What needs to be done
Copy the records from their start through the line with "[251,80,270,111]", both ends included, keeping every request line unchanged and raising each box coordinate in the answers by 54.

Data supplied
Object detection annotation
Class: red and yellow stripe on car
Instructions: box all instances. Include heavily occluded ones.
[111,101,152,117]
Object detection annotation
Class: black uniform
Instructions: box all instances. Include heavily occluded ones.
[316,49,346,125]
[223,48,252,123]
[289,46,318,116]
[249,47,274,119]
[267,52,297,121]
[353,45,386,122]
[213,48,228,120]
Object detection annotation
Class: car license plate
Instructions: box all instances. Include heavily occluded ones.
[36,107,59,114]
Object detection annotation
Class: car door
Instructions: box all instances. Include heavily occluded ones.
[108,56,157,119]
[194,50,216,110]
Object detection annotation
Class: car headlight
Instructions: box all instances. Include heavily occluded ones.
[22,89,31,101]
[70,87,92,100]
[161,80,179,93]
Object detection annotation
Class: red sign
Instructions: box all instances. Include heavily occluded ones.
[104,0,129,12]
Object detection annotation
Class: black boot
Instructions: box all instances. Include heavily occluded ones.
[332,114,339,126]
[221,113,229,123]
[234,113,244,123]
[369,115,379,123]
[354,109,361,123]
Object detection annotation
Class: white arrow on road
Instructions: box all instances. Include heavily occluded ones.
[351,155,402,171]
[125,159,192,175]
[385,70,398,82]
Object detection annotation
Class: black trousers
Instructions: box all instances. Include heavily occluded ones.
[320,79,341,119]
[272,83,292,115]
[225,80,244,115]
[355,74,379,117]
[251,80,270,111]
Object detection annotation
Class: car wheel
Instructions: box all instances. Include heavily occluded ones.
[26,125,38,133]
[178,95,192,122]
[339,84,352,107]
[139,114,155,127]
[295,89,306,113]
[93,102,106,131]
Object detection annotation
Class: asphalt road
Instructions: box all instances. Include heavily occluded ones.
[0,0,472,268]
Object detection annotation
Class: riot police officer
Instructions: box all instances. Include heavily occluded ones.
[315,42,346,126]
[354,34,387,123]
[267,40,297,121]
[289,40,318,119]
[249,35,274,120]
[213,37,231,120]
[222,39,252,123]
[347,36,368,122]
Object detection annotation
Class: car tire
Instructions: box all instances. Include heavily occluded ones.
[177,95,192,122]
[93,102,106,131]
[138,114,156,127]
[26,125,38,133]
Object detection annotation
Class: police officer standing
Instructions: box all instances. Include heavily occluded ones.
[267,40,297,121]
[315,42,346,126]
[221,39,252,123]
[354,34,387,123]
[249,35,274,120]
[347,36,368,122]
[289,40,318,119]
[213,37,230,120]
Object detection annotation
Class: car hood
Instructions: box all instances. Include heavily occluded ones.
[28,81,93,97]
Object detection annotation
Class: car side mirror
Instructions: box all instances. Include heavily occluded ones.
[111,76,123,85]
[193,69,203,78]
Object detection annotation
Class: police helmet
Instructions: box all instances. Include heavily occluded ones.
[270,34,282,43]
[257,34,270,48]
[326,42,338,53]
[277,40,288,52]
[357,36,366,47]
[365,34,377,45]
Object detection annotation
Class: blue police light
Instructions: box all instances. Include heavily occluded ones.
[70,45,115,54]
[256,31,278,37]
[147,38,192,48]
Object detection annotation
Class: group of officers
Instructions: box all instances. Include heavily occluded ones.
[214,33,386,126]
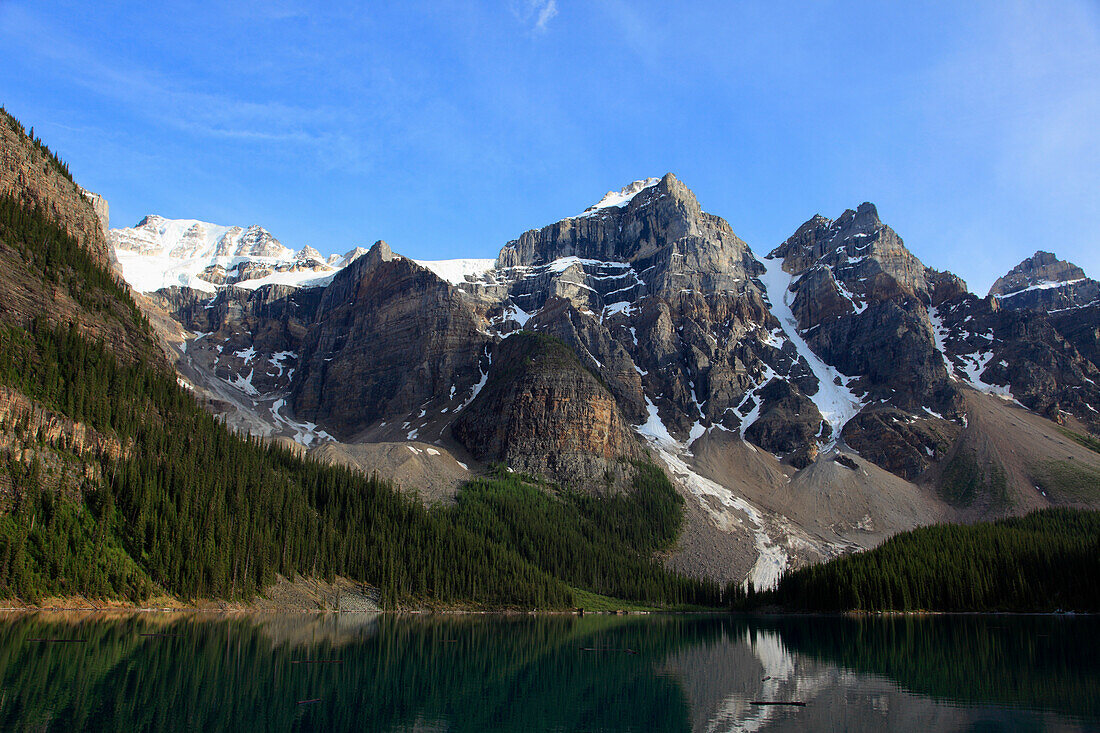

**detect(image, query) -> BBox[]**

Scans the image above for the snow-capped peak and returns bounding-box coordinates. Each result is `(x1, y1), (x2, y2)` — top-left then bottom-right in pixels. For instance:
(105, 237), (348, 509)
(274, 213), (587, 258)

(108, 215), (337, 293)
(581, 178), (661, 217)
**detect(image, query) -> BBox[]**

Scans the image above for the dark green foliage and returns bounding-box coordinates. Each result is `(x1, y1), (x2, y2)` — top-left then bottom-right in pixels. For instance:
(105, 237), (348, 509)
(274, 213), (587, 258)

(752, 508), (1100, 612)
(0, 114), (718, 608)
(451, 462), (718, 605)
(0, 107), (73, 180)
(0, 188), (717, 608)
(1027, 460), (1100, 504)
(0, 195), (144, 329)
(0, 314), (717, 608)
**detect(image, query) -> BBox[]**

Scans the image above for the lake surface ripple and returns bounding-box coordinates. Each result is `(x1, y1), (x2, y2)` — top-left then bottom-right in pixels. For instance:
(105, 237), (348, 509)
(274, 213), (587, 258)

(0, 612), (1100, 733)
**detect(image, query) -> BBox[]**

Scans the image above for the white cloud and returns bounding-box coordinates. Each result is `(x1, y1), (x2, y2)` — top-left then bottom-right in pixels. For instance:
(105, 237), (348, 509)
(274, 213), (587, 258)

(510, 0), (558, 33)
(535, 0), (558, 32)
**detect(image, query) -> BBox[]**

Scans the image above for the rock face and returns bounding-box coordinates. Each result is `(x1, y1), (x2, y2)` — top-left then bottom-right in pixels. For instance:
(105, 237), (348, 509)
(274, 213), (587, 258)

(0, 110), (110, 265)
(105, 167), (1100, 583)
(292, 241), (491, 439)
(452, 332), (641, 488)
(989, 251), (1100, 313)
(80, 188), (111, 237)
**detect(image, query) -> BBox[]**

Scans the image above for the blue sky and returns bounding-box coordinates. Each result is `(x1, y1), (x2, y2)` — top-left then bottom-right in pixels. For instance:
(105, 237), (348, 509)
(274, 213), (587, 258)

(0, 0), (1100, 293)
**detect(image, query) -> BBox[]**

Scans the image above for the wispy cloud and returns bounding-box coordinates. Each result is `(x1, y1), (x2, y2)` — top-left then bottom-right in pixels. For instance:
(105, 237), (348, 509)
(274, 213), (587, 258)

(512, 0), (558, 33)
(535, 0), (558, 32)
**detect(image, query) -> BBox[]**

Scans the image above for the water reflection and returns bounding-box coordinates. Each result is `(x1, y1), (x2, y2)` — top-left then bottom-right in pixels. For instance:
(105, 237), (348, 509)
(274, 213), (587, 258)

(0, 613), (1100, 733)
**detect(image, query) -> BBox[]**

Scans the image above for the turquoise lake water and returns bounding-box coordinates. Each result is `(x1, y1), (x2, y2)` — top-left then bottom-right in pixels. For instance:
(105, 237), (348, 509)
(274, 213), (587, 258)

(0, 612), (1100, 733)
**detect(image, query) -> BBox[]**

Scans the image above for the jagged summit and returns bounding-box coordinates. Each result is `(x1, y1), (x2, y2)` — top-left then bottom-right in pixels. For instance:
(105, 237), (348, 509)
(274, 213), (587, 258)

(581, 173), (672, 217)
(989, 250), (1085, 295)
(989, 250), (1100, 311)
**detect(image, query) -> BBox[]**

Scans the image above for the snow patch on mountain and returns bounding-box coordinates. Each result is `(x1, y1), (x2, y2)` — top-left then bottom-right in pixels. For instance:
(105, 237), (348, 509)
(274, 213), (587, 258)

(576, 178), (661, 218)
(414, 260), (496, 280)
(759, 259), (866, 440)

Answer to the exercise
Object detection annotation
Class: red and yellow stripe on car
Instructions: box all instances. Include heavily occluded ones.
[165,155,206,171]
Object detection annotation
Class: black uniform
Instructions: box all instances. Include heavily occluded ones.
[370,103,400,179]
[277,102,306,177]
[343,100,372,170]
[303,101,328,173]
[321,106,351,175]
[407,99,440,176]
[267,102,282,174]
Object detection annotation
Class: car license plate
Instructions: box all instances. Include heavily occluded ones.
[90,161,113,168]
Object detection annotation
Class: car door
Instructions: box all instances. Include heavily occluded ones.
[162,110,211,173]
[248,104,270,164]
Object detection annotation
Class: car headlight
Instructions: box all instances. Include heavily occluded ones.
[76,143,85,155]
[124,141,146,154]
[215,134,233,147]
Object detection annotation
Class: red sign
Instructions: box all instances. Include heavily occluded ones.
[158,54,183,66]
Object detection annotation
Class: black boot
Instructions: box all instances. Include heavily occluded ones.
[386,168,393,180]
[275,167,283,177]
[288,167,298,177]
[423,169,433,177]
[408,163,415,177]
Object detection annotation
Class: white arrow on road
Instructions: box all instances. Include heavily occluded ones.
[405,209,456,225]
[179,213,246,229]
[439,124,452,136]
Object detection annotation
Class: black trousers
Instructions: box all instances. Include heavily occluded ones.
[374,133,395,173]
[326,137,346,169]
[279,134,298,169]
[409,128,433,171]
[305,134,324,165]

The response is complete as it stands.